TEXT UNDER STUDY START

Mass conservation equations are well established and have been applied to many biological systems such as bioreactors and isolated tissues. These conservation equations are typically written in terms of partial differential equations with boundary conditions that depend on the system dimensions, internal interfaces, and interactions with the external environment. For example, the concentration boundary conditions for an extracellular matrix at the surfaces of cells are described by cellular uptake and efflux rate expressions. Since the determination of velocities, diffusion coefficients, and cellular uptake rates is fairly standard (e.g., Albright et al, 1999; Brune & Kim, 1993; Truskey et al, 2004), this effort focuses on how to use this information to control growth factor release rates.
The problem is formulated as a distributed parameter optimal control problem in which the system is expressed by a reaction-diffusion-convection equation (RDCE), and the surfaces of the source particles are treated as unknown time-varying boundary conditions that are determined by the optimization. This formulation is flexible enough to consider length scales from smaller than the diameter of a cell to the distance across a tissue scaffold. Four algorithms were developed to solve the optimal control problem: (1) a Fourier Series Approach (FSA), 2) a Method of Moments (MoM) approach, 3) Internal Model Control (IMC), and 4) Model Predictive Control (MPC). At the writing of this abstract, we have already solved problems that are dominated by transport phenomena in one or two spatial dimensions. The presentation will cover these cases as well as summarizing our progress on solving the fully three-dimensional problem with manipulatable boundary conditions. Below is more information on the four optimal control approaches.

TEXT UNDER STUDY END
STUDY MATERIAL START

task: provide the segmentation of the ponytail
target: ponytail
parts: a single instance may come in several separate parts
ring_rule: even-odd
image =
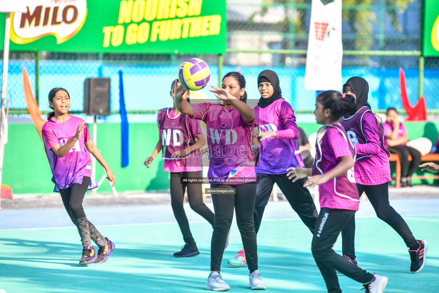
[[[227,72],[226,74],[226,75],[224,76],[223,77],[223,80],[224,80],[224,79],[226,77],[228,77],[229,76],[231,76],[238,83],[238,84],[239,85],[239,89],[245,88],[245,79],[244,78],[244,76],[240,73],[237,71],[230,71],[229,72]],[[244,94],[241,96],[239,99],[244,103],[247,104],[247,92],[244,90]]]
[[[70,95],[67,91],[67,90],[65,88],[62,87],[54,87],[49,92],[49,101],[52,102],[53,103],[54,98],[55,98],[55,96],[56,95],[56,93],[58,93],[60,90],[64,90],[66,93],[67,93],[67,95],[68,96],[69,98],[70,98]],[[54,109],[53,108],[50,106],[50,104],[49,104],[49,107],[50,107],[52,110]],[[52,111],[51,112],[49,112],[47,113],[47,120],[50,120],[52,117],[55,116],[55,111]]]
[[[336,121],[344,115],[353,113],[356,109],[353,96],[342,94],[336,90],[320,93],[317,96],[317,101],[322,104],[324,109],[331,110],[331,115]]]

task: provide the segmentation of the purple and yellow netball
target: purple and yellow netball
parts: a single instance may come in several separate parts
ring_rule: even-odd
[[[201,59],[188,59],[178,69],[178,80],[189,90],[201,90],[206,86],[210,79],[209,66]]]

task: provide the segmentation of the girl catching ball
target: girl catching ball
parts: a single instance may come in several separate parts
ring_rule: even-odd
[[[180,83],[176,80],[171,84],[173,101],[176,84],[180,85]],[[182,178],[201,177],[202,167],[198,154],[199,149],[204,145],[206,141],[198,121],[179,112],[175,104],[172,108],[157,111],[157,118],[158,141],[151,156],[145,160],[144,165],[149,168],[149,164],[162,151],[165,159],[165,171],[171,173],[171,206],[185,242],[181,251],[173,255],[176,257],[198,255],[200,252],[191,233],[183,207],[185,190],[187,188],[187,198],[191,207],[207,220],[212,227],[215,215],[203,202],[201,184],[182,184],[180,181]]]
[[[255,158],[252,151],[255,113],[246,103],[245,80],[241,73],[226,74],[221,88],[210,86],[213,89],[210,91],[223,104],[189,103],[186,101],[188,92],[182,87],[176,88],[174,100],[181,112],[206,123],[210,159],[208,177],[211,188],[219,190],[212,193],[215,219],[211,244],[211,271],[206,289],[230,289],[220,271],[234,210],[250,270],[248,286],[254,289],[265,289],[258,270],[253,217],[256,196]]]
[[[97,187],[91,176],[90,152],[104,167],[107,178],[114,186],[114,174],[90,137],[87,124],[82,119],[68,114],[70,97],[61,87],[49,93],[49,104],[53,109],[43,126],[43,141],[55,184],[55,192],[61,194],[63,203],[72,221],[78,228],[83,246],[81,264],[107,260],[114,243],[102,236],[86,217],[83,200],[87,190]],[[96,253],[90,239],[99,247]]]

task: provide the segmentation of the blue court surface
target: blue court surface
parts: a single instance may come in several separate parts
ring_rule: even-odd
[[[367,200],[356,214],[359,264],[389,278],[385,292],[439,292],[439,199],[390,202],[415,237],[428,241],[425,267],[410,272],[403,241]],[[185,208],[201,253],[176,258],[172,253],[184,243],[170,205],[85,207],[88,219],[116,246],[106,262],[86,266],[78,264],[79,236],[64,210],[0,211],[0,288],[7,293],[209,292],[212,227],[188,205]],[[266,292],[326,292],[311,253],[312,236],[288,203],[269,203],[258,234]],[[246,266],[227,263],[241,248],[234,223],[221,273],[230,292],[251,291]],[[341,237],[334,249],[341,253]],[[361,292],[360,284],[344,276],[339,280],[343,292]]]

STUDY MATERIAL END

**ACTIONS TO TAKE**
a. In the text on controlling growth factor release, what equation is used to express the system in the optimal control problem?
b. Name every algorithm that the text on controlling growth factor release says was developed to solve the optimal control problem.
c. Carry the text on controlling growth factor release forward from its final sentence.

**RESPONSES BY TASK**
a. A reaction-diffusion-convection equation (RDCE).

b. Fourier Series Approach (FSA); Method of Moments (MoM); Internal Model Control (IMC); Model Predictive Control (MPC)

c.
Methods (1), (2), and (4) are all time-domain methods. The FSA method expands the concentrations on the to-be-determined boundaries with the same basis function and then calculates the coefficients in front of the sinusoidal basis functions so that the objective function is optimized. This straightforward method results in a numerical algorithm that is computationally efficient but suffers from the Gibbs effect along the time axis (this Gibbs effect is a well-known phenomena that arises when applying Fourier series expansions to functions with sharp gradients). Alternatively, by assuming that the desired temporal and spatial cellular uptake rate can be well parameterized in terms of the moments (e.g., mean position, variance about a position, etc.) of simple functions such as Gaussian distributions, the MoM method gives very fast analytical estimates of the moments of the optimal control trajectory. Provided that the optimal control trajectories are also well parameterized by such functions, the parameters defining the spatial and temporal characteristics of the Gaussians can be computed analytically. While the MoM method is not a general approach, for some problems it can be used to compute quick estimates of optimal control trajectories that can be used as initial guesses in a more thorough optimization such as Model Predictive Control.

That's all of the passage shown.